Photo-based referring expression data
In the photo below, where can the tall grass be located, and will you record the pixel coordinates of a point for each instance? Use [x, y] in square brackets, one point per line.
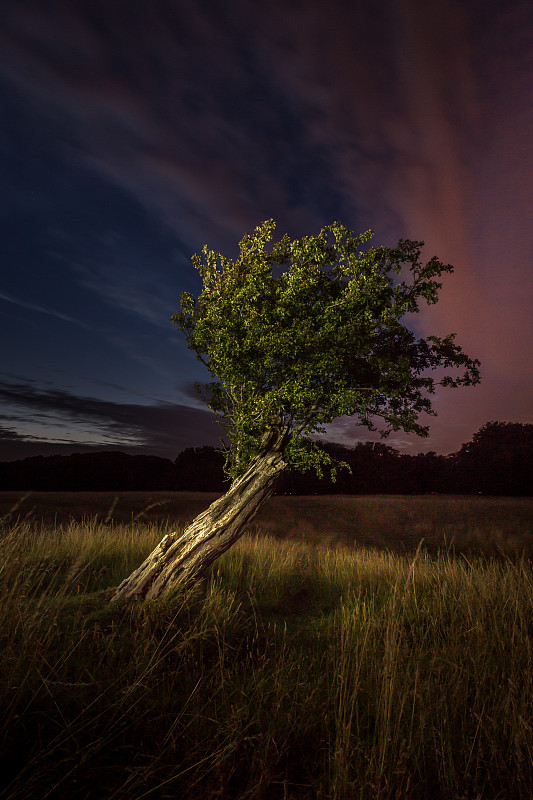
[294, 671]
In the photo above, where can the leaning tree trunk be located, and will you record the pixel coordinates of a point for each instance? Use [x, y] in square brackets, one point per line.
[179, 560]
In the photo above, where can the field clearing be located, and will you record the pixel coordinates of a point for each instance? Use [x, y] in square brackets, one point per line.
[293, 672]
[460, 523]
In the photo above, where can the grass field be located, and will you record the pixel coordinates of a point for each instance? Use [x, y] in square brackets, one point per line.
[304, 668]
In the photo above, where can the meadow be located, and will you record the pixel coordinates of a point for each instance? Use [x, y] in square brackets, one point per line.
[345, 648]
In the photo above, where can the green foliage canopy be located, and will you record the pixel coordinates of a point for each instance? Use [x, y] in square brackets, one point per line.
[293, 349]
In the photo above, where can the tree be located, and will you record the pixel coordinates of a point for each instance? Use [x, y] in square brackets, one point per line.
[297, 334]
[498, 460]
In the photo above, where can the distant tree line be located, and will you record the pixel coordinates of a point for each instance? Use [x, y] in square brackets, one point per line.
[498, 461]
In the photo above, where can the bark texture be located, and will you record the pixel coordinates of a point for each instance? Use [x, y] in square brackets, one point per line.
[179, 559]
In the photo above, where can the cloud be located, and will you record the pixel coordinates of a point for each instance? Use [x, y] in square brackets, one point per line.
[43, 310]
[54, 414]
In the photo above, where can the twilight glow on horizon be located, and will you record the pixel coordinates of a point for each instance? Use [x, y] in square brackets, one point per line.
[133, 133]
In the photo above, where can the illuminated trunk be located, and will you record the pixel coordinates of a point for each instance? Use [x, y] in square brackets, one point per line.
[179, 559]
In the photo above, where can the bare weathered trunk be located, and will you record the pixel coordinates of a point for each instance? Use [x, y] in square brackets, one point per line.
[179, 559]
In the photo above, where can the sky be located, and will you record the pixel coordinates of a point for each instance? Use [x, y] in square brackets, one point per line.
[132, 133]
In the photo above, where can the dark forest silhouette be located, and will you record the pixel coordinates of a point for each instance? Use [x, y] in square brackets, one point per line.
[498, 461]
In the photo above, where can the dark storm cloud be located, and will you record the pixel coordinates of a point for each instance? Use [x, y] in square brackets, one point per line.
[159, 428]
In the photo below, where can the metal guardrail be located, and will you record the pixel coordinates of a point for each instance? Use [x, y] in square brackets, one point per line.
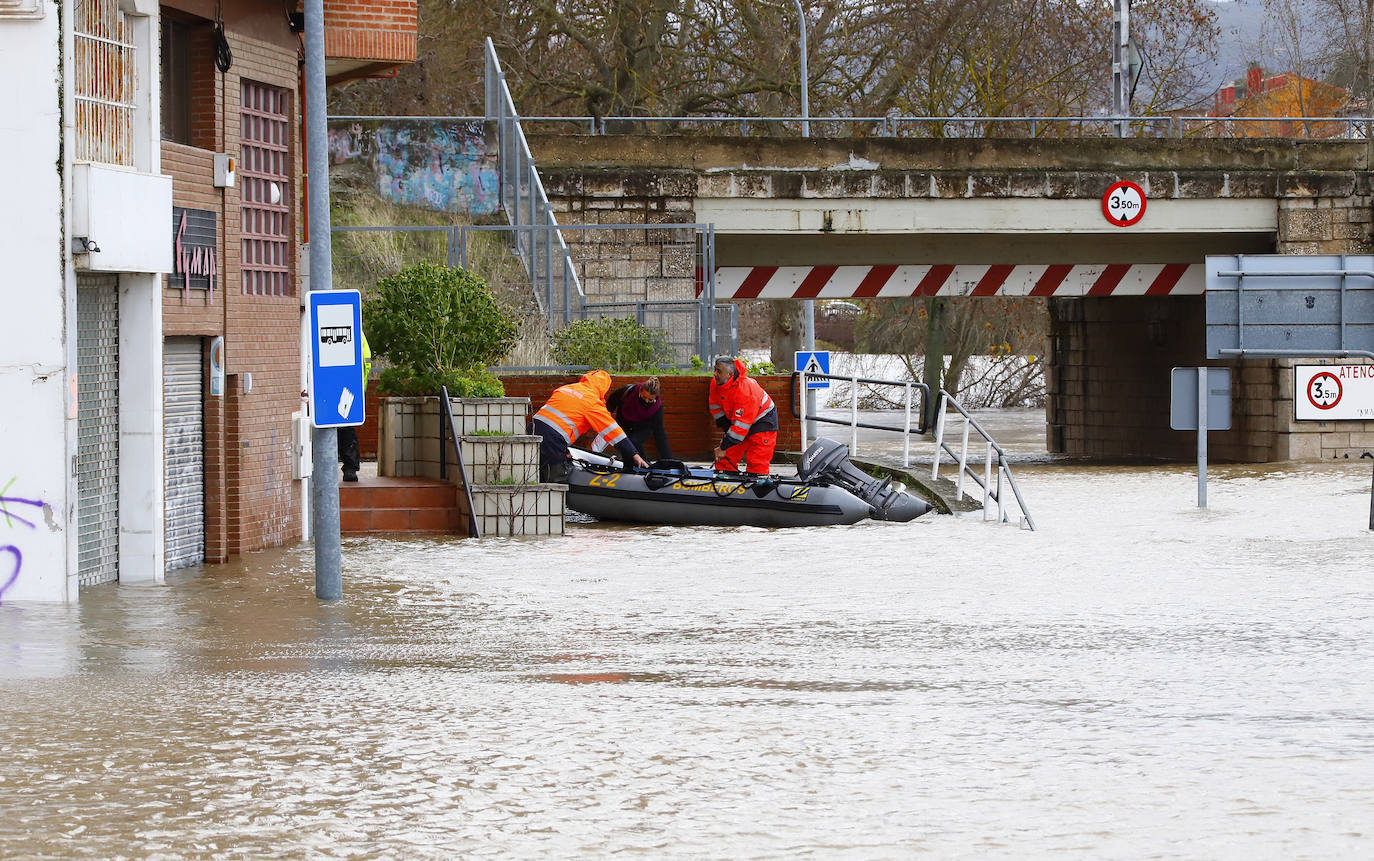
[962, 457]
[693, 327]
[521, 191]
[1175, 127]
[853, 423]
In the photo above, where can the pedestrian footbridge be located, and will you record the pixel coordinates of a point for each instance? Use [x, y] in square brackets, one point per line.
[1016, 217]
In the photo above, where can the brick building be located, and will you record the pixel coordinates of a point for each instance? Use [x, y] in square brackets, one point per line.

WHAT THE TASK REQUIRES ->
With the pictures dropped, write out all of the entries word for word.

TASK RESPONSE ->
In the photo below, where can the tall grass be located, and will you record the pixel coordinates of a point for each instance? Use [x, y] in square brackets, one point per line.
[294, 671]
In the photo above, where can the leaning tree trunk be located, and will you record the pixel coordinates of a point for each instance? Use [x, y] in square brackets, one point per line.
[179, 560]
In the photo above, where can the field clearing be located, and will you record the pixel coordinates of a point for each instance? Use [x, y] in square brackets, one point per line.
[293, 672]
[460, 523]
In the photo above, where can the grass field be located, and will you record the pixel coordinates of a point for each instance? Use [x, y] in square brackets, one point per line.
[304, 668]
In the photo above, where can the meadow be located, and will you record the pixel coordinates of a point for each instance? Use [x, y] in square brackets, one point per line.
[345, 648]
In the photo above, where can the green foliage canopy be located, and will you record the pixel coordinates of a point for each instance? Use [x, y] in square brackets, one point per line.
[293, 349]
In the photo above, where can the tree be located, and will you record the pixel coordinates of a point for each instance? Use [x, y] in square brackets, one point per line.
[297, 334]
[498, 460]
In the photo above, where can the distant tree line be located, and will you record the pixel coordinates of a point for each instance? Use [x, y] in square brackets, one point per line.
[498, 461]
In the photo above, where can the bark texture be located, and will you record the pixel coordinates of a point for each instance? Use [x, y] in square brackets, one point per line.
[179, 559]
In the photo above, where can the cloud be located, and will you record the pixel coordinates of a point for each instance? Use [x, y] in square brackets, one point per line.
[43, 310]
[54, 414]
In the photo above, where can the twilight glow on horizon be located, and will you record the pixel coordinates of a point for each instance? Use [x, y] in square brackets, one point per line.
[133, 133]
In the photo above, where can the illuminated trunk be located, and will you record the pixel coordinates of a point for each instance? Use [x, y] in square brackets, one point per line.
[179, 559]
In the photo above, where can the bare weathered trunk be located, and will you record the pixel coordinates of a point for each instance? Use [x, y] in square brackets, one point per line.
[179, 559]
In the photo above, where can the sky be located, and will you record the pixel coordinates of a point for each instance? Use [x, y] in square brackets, one point per line.
[132, 133]
In the photo above, where can the dark forest silhouette be located, and will you record the pixel coordinates of a point for each instance? Use [x, y] in square brackets, one point per line.
[498, 461]
In the photo above, where can the dark storm cloud be located, and will you record the pixel coordinates of a point for each instance? Use [x, y] in square brackets, one point per line.
[159, 428]
In the photo below, where can the metal guardrail be located, and will you record the pixel coordinates of a point for each instance? Use [x, y] in square brackets, one point per line.
[962, 457]
[693, 327]
[521, 191]
[1175, 127]
[853, 423]
In the photo above, where can the pedestrian footbridge be located, and will you record the pixel coordinates of a point for each instance? Use [x, y] in square brackets, one point per line.
[1016, 217]
In the photo above, where can the brick building be located, and will you record the pixel coordinates of a point for each instance? Use [x, y] in square brackets, one point per line.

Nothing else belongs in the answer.